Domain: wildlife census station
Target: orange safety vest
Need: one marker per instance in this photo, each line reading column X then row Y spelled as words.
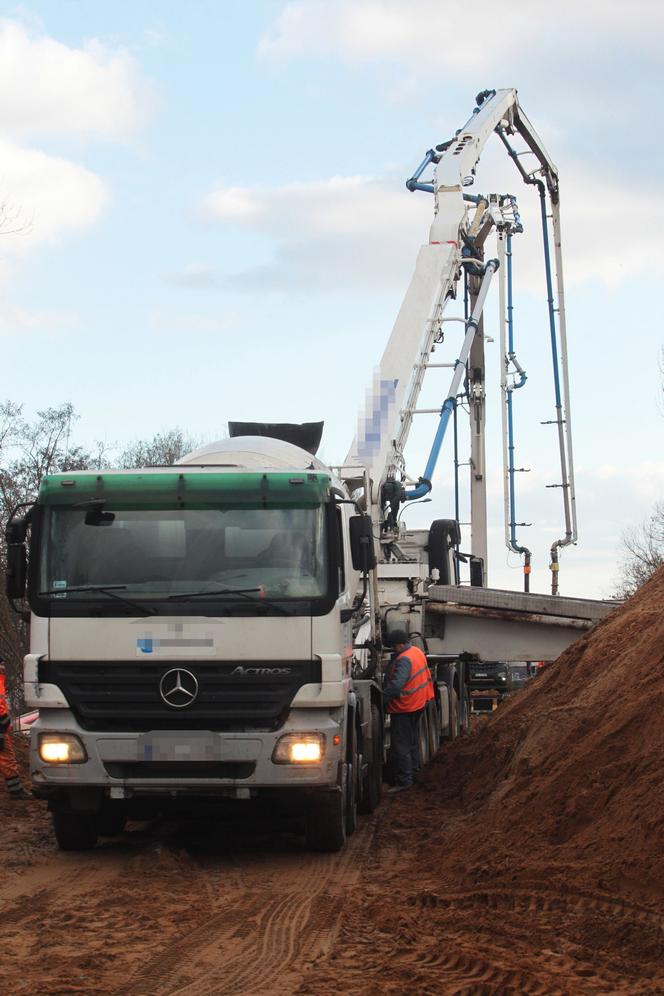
column 418, row 690
column 4, row 705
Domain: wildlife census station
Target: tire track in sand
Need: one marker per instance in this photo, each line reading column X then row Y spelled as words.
column 282, row 918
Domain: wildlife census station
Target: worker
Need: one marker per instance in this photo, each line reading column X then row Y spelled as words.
column 408, row 689
column 8, row 768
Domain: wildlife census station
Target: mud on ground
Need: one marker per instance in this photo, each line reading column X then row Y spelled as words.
column 526, row 861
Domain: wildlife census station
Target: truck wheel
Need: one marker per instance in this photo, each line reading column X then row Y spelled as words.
column 372, row 785
column 423, row 737
column 465, row 718
column 112, row 818
column 434, row 731
column 454, row 715
column 74, row 831
column 326, row 820
column 352, row 782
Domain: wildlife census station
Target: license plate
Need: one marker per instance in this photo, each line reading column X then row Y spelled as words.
column 192, row 746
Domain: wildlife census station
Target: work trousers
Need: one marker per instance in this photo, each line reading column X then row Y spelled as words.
column 8, row 768
column 404, row 738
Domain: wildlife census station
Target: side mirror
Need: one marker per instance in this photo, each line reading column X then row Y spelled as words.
column 16, row 530
column 16, row 570
column 362, row 547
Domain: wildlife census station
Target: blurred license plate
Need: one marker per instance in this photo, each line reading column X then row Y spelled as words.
column 192, row 746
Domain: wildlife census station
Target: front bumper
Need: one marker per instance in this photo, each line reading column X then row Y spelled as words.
column 197, row 762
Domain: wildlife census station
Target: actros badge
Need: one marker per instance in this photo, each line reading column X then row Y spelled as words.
column 178, row 688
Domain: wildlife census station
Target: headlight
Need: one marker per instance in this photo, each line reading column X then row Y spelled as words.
column 61, row 748
column 299, row 748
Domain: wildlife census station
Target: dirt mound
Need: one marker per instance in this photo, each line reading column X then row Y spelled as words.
column 529, row 858
column 566, row 780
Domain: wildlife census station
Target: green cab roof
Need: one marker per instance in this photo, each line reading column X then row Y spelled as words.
column 185, row 489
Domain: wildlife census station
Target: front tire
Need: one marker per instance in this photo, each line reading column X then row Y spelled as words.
column 74, row 831
column 326, row 819
column 454, row 715
column 372, row 785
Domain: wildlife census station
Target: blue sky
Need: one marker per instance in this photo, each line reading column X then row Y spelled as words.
column 215, row 226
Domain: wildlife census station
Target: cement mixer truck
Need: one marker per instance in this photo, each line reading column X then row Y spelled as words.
column 214, row 632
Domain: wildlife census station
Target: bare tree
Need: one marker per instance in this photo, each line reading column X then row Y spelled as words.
column 643, row 552
column 29, row 451
column 164, row 449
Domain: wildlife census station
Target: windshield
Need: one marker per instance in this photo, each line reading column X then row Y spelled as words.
column 262, row 553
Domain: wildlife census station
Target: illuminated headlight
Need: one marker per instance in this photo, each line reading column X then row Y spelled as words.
column 61, row 748
column 299, row 748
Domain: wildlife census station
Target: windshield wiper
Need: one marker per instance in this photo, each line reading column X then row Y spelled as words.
column 183, row 596
column 244, row 592
column 105, row 589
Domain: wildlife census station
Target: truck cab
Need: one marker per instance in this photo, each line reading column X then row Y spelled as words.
column 192, row 638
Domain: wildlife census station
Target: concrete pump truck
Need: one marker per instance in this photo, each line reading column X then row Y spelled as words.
column 215, row 630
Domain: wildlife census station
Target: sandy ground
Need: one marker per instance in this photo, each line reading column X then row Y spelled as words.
column 528, row 860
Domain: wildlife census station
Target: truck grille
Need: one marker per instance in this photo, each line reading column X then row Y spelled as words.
column 180, row 769
column 125, row 695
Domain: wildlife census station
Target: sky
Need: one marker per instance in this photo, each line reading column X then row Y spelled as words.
column 204, row 218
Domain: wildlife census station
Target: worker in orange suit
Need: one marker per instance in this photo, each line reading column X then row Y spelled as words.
column 408, row 689
column 8, row 767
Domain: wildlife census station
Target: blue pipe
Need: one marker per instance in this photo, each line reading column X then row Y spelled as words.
column 549, row 296
column 412, row 183
column 510, row 314
column 510, row 421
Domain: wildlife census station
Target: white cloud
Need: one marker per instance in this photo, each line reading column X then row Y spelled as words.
column 366, row 230
column 47, row 87
column 44, row 196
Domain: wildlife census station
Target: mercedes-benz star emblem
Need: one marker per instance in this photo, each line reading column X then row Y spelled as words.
column 178, row 688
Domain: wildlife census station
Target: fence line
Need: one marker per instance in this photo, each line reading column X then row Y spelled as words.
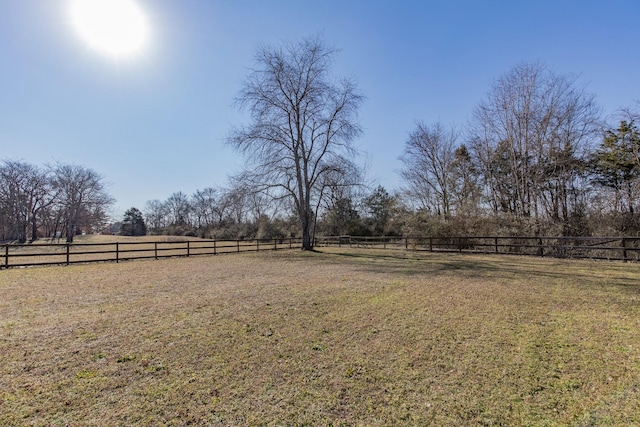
column 608, row 248
column 29, row 255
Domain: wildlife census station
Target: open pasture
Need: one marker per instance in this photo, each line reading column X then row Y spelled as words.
column 341, row 337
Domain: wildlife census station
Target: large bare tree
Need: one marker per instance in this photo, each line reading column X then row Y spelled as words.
column 81, row 198
column 303, row 123
column 530, row 135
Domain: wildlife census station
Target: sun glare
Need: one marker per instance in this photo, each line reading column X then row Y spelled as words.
column 117, row 28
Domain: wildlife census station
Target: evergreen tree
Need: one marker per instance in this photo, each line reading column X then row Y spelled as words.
column 617, row 164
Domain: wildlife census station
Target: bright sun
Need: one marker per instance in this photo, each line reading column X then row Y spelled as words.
column 117, row 28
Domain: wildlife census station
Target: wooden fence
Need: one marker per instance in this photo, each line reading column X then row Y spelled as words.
column 609, row 248
column 27, row 255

■ **Task goal**
Would you repeat the entries exactly, keeping the images out?

■ **Answer section**
Domain: wildlife census station
Target: orange safety vest
Need: one marker per instance in this photo, each line reading column X then row Y spelled as words.
column 418, row 690
column 4, row 705
Domain: wildlife census station
Target: tire track in sand
Need: one marker per instance in this photo, each line reading column X then row Y spelled as words.
column 282, row 918
Domain: wildlife census station
Target: worker
Need: one marker per instance in this photo, each line reading column X then row Y spelled as words.
column 408, row 689
column 8, row 768
Domain: wildlife census station
Target: mud on ground
Need: one marker per instance in this photo, each line reading column X then row Y spelled as words.
column 526, row 861
Domain: wildlife census station
Target: truck wheel
Need: one marker per instance in this photo, each line reading column X then row Y spelled as words.
column 372, row 785
column 423, row 737
column 465, row 718
column 112, row 818
column 434, row 731
column 454, row 715
column 74, row 831
column 326, row 820
column 352, row 782
Domain: wildlife census station
Target: license plate
Need: one marker per instance in this photo, each line reading column X then row Y spelled as words.
column 192, row 746
Domain: wildlife census station
Target: work trousers
Need: one marker per instance in this photo, each line reading column X then row Y spelled as words.
column 8, row 768
column 404, row 738
Domain: wildlife census station
Target: side mirror
Need: one marker per instance in this photo, each line reading column X then row Y spelled as words.
column 16, row 530
column 16, row 570
column 362, row 547
Domain: wildlife census station
Target: blurred license plate
Need: one marker per instance in this photo, each line reading column X then row Y spelled as words.
column 192, row 746
Domain: wildlife census station
Target: front bumper
Need: one marker per instance in this photo, each line reading column X then row Y spelled as words.
column 197, row 762
Domain: wildlife census station
Target: actros badge
Need: one marker per instance in this photo, each line reading column X then row Y spelled as words.
column 178, row 688
Domain: wildlife census station
Target: headlight
Need: one marker per instance in this photo, each line reading column X then row Y spelled as words.
column 61, row 748
column 299, row 748
Domain: wildlife census station
Target: dirt mound
Need: one marker per instance in this photo, each line reading column X then row Y spelled as words.
column 529, row 858
column 566, row 780
Domain: wildlife census station
Target: green cab roof
Need: one marker per instance in this photo, each line reading column X then row Y spelled as words.
column 185, row 489
Domain: wildlife census station
Target: front tire
Need: one marker per instance in this photo, each line reading column X then row Y spelled as words.
column 74, row 831
column 326, row 819
column 454, row 715
column 372, row 785
Domain: wildlife census station
Target: blue sky
Need: one marker per instance in this photo, each line reading column X then row Y spelled as words.
column 215, row 226
Domain: wildlife census station
Target: cement mixer truck
Need: one marker per instance in this photo, each line reading column X then row Y spelled as words.
column 214, row 632
Domain: wildlife census station
Target: bare tree
Need: one marker per instance in this photo, each line reading column X then row Y spelled as words.
column 643, row 552
column 29, row 451
column 164, row 449
Domain: wildlife census station
Target: windshield
Need: one marker per instance in this photo, each line reading column X then row Y spelled as words.
column 262, row 553
Domain: wildlife census station
Target: illuminated headlight
Need: one marker per instance in this photo, each line reading column X then row Y spelled as words.
column 61, row 748
column 299, row 748
Domain: wildlife census station
Target: windshield wiper
Need: one marker per instance in this photo, each line reading column X then row Y spelled as words.
column 183, row 596
column 244, row 592
column 105, row 589
Domain: wildlife census station
Target: truck cab
Need: one marker per instance in this photo, each line reading column X then row Y spelled as words.
column 192, row 638
Domain: wildlife census station
Target: concrete pump truck
Need: one marker per instance in this photo, each line reading column X then row Y spelled as words.
column 215, row 630
Domain: wildlife census station
Target: sandy ground
Need: one marker per instance in this photo, each line reading column X then row Y spelled as words.
column 528, row 860
Domain: wildlife census station
Target: truck grille
Need: one marker per instance in this photo, each line reading column X then row Y spelled as words.
column 180, row 769
column 125, row 695
Domain: wildlife census station
Target: sky
Need: one marker per instance in this photo, each line reading column X then row Y spelled as words.
column 204, row 218
Domain: wildlife census station
Target: worker in orange suit
Need: one marker per instance in this photo, each line reading column X then row Y spelled as words.
column 408, row 689
column 8, row 767
Domain: wildlife census station
Target: blue pipe
Need: one marker per instance in this photo, each line reading column X then row Y spelled as words.
column 549, row 296
column 412, row 183
column 510, row 314
column 510, row 421
Domain: wildlife census station
Target: white cloud
Need: one marker per instance in this photo, each line reading column X then row Y spelled as words.
column 366, row 230
column 47, row 87
column 44, row 196
Domain: wildlife census station
Target: mercedes-benz star emblem
Need: one marker per instance in this photo, each line reading column X then row Y spelled as words.
column 178, row 688
Domain: wildlife census station
Target: fence line
Need: one marker per instance in this photo, each line reading column X then row Y spelled as words.
column 608, row 248
column 29, row 255
Domain: wildlife census station
Target: open pasture
Need: one marker per instance in this photo, each line reading column X then row Y spelled as words.
column 341, row 337
Domain: wildlife census station
Target: large bare tree
Need: one marker per instance in this photo, each line reading column X then row Y spelled as words.
column 81, row 198
column 303, row 123
column 530, row 135
Domain: wildlife census station
Target: sun glare
Need: one marker per instance in this photo, each line reading column X then row Y spelled as words.
column 117, row 28
Domain: wildlife census station
Target: evergreen tree
Need: one marker per instance in this photo, each line reading column X then row Y spelled as words.
column 617, row 164
Domain: wildlife census station
Target: bright sun
Need: one marker per instance in this photo, each line reading column X then row Y spelled as words.
column 117, row 28
Domain: wildlife census station
Target: wooden fence
Need: one marker per instance in this photo, each line reading column X then row Y spelled as words.
column 609, row 248
column 27, row 255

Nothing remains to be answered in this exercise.